EXERCISE OBJECTIVE: The listing is to be transcribed in full, with its images left out.

[[ SOURCE INFORMATION, beginning ]]

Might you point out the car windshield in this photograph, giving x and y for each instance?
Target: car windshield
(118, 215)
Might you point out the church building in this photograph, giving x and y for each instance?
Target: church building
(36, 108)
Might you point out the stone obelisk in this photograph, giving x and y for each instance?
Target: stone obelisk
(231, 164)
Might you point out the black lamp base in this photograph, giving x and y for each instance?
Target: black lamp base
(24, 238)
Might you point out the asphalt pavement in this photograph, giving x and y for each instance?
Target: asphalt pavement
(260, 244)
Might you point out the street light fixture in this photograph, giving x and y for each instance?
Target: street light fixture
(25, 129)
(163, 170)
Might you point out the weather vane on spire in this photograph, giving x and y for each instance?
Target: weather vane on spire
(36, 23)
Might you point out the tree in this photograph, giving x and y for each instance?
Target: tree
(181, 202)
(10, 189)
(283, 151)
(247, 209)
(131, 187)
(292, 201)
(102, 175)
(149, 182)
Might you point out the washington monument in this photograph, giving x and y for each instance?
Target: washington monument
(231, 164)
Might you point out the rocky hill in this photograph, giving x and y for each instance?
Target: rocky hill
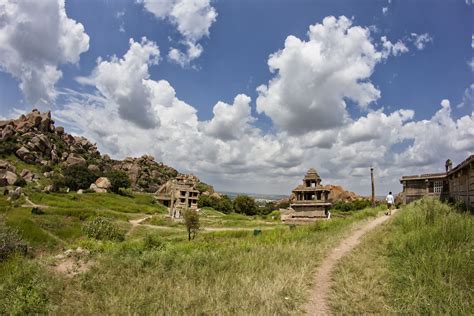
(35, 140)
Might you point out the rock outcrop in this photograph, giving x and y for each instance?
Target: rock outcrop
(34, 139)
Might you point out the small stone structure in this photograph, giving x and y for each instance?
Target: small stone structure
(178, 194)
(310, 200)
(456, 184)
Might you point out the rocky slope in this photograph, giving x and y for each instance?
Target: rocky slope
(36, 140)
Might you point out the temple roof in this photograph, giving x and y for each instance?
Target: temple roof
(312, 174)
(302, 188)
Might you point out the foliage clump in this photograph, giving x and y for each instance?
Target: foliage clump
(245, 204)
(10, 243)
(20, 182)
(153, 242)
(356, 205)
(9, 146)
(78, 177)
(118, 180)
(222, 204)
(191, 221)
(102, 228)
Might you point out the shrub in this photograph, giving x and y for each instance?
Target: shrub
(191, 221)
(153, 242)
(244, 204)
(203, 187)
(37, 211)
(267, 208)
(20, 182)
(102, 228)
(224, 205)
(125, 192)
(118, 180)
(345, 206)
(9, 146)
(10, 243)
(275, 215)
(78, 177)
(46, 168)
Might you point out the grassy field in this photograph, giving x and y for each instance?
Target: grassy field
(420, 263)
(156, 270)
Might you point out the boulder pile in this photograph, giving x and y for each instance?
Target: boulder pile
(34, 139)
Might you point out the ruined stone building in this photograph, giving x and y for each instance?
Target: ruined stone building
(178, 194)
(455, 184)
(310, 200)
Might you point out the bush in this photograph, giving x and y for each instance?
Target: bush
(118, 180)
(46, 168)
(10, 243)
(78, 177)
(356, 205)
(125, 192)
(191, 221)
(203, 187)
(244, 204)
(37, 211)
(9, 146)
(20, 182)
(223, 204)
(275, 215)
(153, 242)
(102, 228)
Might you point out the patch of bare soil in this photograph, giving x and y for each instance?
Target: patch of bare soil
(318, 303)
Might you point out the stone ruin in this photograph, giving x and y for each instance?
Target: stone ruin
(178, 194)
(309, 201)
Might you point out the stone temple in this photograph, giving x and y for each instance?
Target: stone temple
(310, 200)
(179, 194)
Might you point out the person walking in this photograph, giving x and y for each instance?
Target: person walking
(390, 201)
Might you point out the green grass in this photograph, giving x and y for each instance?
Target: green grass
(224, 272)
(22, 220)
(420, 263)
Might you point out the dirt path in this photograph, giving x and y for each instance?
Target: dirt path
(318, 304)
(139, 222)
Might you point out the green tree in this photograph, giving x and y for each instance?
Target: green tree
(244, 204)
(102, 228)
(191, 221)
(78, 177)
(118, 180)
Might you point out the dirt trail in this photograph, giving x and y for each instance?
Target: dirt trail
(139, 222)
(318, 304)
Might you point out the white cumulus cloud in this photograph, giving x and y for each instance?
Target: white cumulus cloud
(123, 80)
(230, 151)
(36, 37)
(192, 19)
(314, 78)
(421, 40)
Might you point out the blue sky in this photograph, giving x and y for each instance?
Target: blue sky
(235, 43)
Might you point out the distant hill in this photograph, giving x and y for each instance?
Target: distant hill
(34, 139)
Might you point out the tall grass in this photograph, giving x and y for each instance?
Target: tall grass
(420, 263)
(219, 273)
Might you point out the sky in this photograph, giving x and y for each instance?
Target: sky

[[ SOURCE INFORMATION, end ]]

EXPECTED ANSWER:
Might you point out the car windshield in this photograph, giving x and y for each instance?
Target: car windshield
(118, 215)
Might you point out the church building in this photograph, giving x and y for each instance?
Target: church building
(36, 108)
Might you point out the stone obelisk in this photograph, giving x and y for each instance?
Target: stone obelisk
(231, 164)
Might you point out the black lamp base in this photograph, giving x and y for each instance?
Target: black lamp base
(24, 238)
Might you point out the asphalt pavement in this photograph, giving x and y for each instance?
Target: asphalt pavement
(260, 244)
Might you point out the street light fixture in this photograph, giving x and y for each instance?
Target: street light fixture
(25, 129)
(163, 170)
Might you point out the weather vane on spire in this photograph, giving x and y for each instance?
Target: weather vane on spire
(36, 23)
Might you point out the tree in this photograph, giving x and y for each instance?
Target: tree
(181, 202)
(10, 189)
(283, 151)
(247, 209)
(131, 187)
(292, 201)
(102, 175)
(149, 182)
Might you point out the washington monument in this photograph, giving x and y for each instance?
Target: washington monument
(231, 164)
Might you point out the rocky hill in this photograph, giving x and y for each instance?
Target: rocky hill
(35, 140)
Might you point out the rock outcrop in this photograph, giving x and y for each instance?
Target: rock outcrop
(34, 139)
Might you point out the small stone structure in this photograph, giving x and y for each instance?
Target: small stone structure
(178, 194)
(310, 200)
(456, 184)
Might you point out the rocky slope in this photograph, giving x and y for each instance?
Target: rocky slope
(36, 140)
Might you point out the temple roof in this photograph, giving x and y for each instance?
Target: temple roof
(312, 174)
(302, 188)
Might you point out the foliage clump in this photograph, giving x and y for each instance?
Target: foliage clump
(245, 204)
(10, 243)
(20, 182)
(153, 242)
(356, 205)
(9, 146)
(78, 177)
(118, 180)
(222, 204)
(191, 221)
(102, 228)
Might you point out the shrub in this photograph, giving x and y for each instance?
Target: shrub
(191, 221)
(153, 242)
(244, 204)
(203, 187)
(37, 211)
(267, 208)
(20, 182)
(102, 228)
(224, 205)
(125, 192)
(118, 180)
(345, 206)
(9, 146)
(10, 243)
(275, 215)
(78, 177)
(46, 168)
Might you point out the grassy field in this photograph, giving x and y for each instance?
Target: grassy field
(420, 263)
(156, 270)
Might you point out the boulder pile in this photograph, giving x and y for each instance?
Target: boulder pile
(34, 139)
Might you point out the ruined stone building in this photograph, giving x and y for each instance?
Target: ruined stone building
(178, 194)
(455, 184)
(310, 200)
Might you point out the bush in this photograph, giving x and y for each instance?
Target: bush
(118, 180)
(46, 168)
(10, 243)
(78, 177)
(356, 205)
(125, 192)
(191, 221)
(203, 187)
(244, 204)
(37, 211)
(9, 146)
(20, 182)
(223, 204)
(275, 215)
(153, 242)
(102, 228)
Might you point out the patch of bare soil in this photograph, giving x and y for each instance?
Target: patch of bare soil
(318, 303)
Might you point out the stone ruin in this photograph, giving x and y for each instance?
Target: stone ruin
(178, 194)
(309, 201)
Might you point out the stone temple in this photograph, giving x and y for each instance?
Target: stone temple
(310, 200)
(179, 194)
Might you point out the person walking in this photograph, giving x and y for each instance?
Target: person walking
(390, 201)
Might you point out the green grass in this photograph, giving x and y for each instance?
Target: green grass
(224, 272)
(22, 220)
(420, 263)
Might you point out the dirt path in this photograph, giving x and y for each instance?
Target: dirt path
(318, 304)
(139, 222)
Might you point out the green tree in this photograph, giving x and y for each instance?
Target: green tree
(244, 204)
(102, 228)
(191, 221)
(78, 177)
(118, 180)
Might you point out the dirt trail in this photograph, giving x and y for each instance?
Target: dirt trail
(139, 222)
(318, 304)
Might you point out the white cumulus cloud in this photograph, giving x and y for each instance?
Target: white cumulus cloud
(123, 80)
(230, 151)
(36, 37)
(192, 19)
(314, 78)
(421, 40)
Might you point out the blue sky in this photograph, giving x and y for each instance?
Target: blue sky
(235, 43)
Might you point out the distant hill in this photograph, giving x and y for each instance?
Target: distant hill
(34, 139)
Might you point out the tall grass in this photograph, giving x and y for each instance?
Target: tall grass
(420, 263)
(219, 273)
Might you point out the sky in this photograph, giving x and y for each instance?
Target: sky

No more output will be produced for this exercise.